:: PROVIDED DATA

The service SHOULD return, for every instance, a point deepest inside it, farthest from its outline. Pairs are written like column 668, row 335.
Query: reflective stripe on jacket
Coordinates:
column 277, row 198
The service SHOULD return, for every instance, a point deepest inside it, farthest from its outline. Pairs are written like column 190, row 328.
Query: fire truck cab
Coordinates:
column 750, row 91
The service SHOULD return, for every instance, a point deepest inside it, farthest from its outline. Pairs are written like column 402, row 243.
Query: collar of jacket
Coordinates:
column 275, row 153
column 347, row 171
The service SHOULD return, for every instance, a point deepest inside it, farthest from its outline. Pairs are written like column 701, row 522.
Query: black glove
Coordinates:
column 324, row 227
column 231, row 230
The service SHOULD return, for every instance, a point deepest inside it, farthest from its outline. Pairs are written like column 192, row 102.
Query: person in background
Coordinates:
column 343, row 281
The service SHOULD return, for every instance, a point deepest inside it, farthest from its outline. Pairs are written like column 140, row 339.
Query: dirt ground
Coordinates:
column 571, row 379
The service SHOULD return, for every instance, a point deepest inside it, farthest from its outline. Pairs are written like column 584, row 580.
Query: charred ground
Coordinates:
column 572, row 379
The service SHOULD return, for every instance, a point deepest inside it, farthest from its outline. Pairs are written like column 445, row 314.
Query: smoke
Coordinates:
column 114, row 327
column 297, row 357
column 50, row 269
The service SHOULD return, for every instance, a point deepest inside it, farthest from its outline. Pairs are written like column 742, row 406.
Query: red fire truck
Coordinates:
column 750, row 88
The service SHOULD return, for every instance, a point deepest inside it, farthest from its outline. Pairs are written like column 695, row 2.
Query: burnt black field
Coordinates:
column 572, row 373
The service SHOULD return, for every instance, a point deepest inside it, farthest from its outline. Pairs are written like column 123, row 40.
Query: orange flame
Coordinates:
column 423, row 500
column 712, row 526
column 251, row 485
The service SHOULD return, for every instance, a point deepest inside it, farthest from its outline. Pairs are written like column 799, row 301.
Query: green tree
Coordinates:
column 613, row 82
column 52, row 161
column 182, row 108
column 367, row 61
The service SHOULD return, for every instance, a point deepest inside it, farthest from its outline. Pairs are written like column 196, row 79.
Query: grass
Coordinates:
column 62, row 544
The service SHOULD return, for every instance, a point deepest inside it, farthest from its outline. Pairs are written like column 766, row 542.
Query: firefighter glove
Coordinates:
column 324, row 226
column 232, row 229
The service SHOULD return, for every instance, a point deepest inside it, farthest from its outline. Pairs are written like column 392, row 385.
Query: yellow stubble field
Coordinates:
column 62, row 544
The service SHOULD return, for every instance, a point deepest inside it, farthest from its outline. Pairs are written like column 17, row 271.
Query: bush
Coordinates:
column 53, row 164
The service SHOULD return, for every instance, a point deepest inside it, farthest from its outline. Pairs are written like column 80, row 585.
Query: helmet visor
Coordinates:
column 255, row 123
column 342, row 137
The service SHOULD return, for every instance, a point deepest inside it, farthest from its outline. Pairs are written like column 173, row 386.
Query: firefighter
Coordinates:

::::

**REQUIRED WORK:** Begin at the line containing "173, row 386." and continue through the end of the items, rewriting those lines with "outline" changed to "edge" and everything else left as it is.

**RESULT FOR THIS EXERCISE:**
The service SHOULD return, for every instance, a point deepest inside it, farthest from its edge. Pairs are written like column 173, row 386.
Query: firefighter
Coordinates:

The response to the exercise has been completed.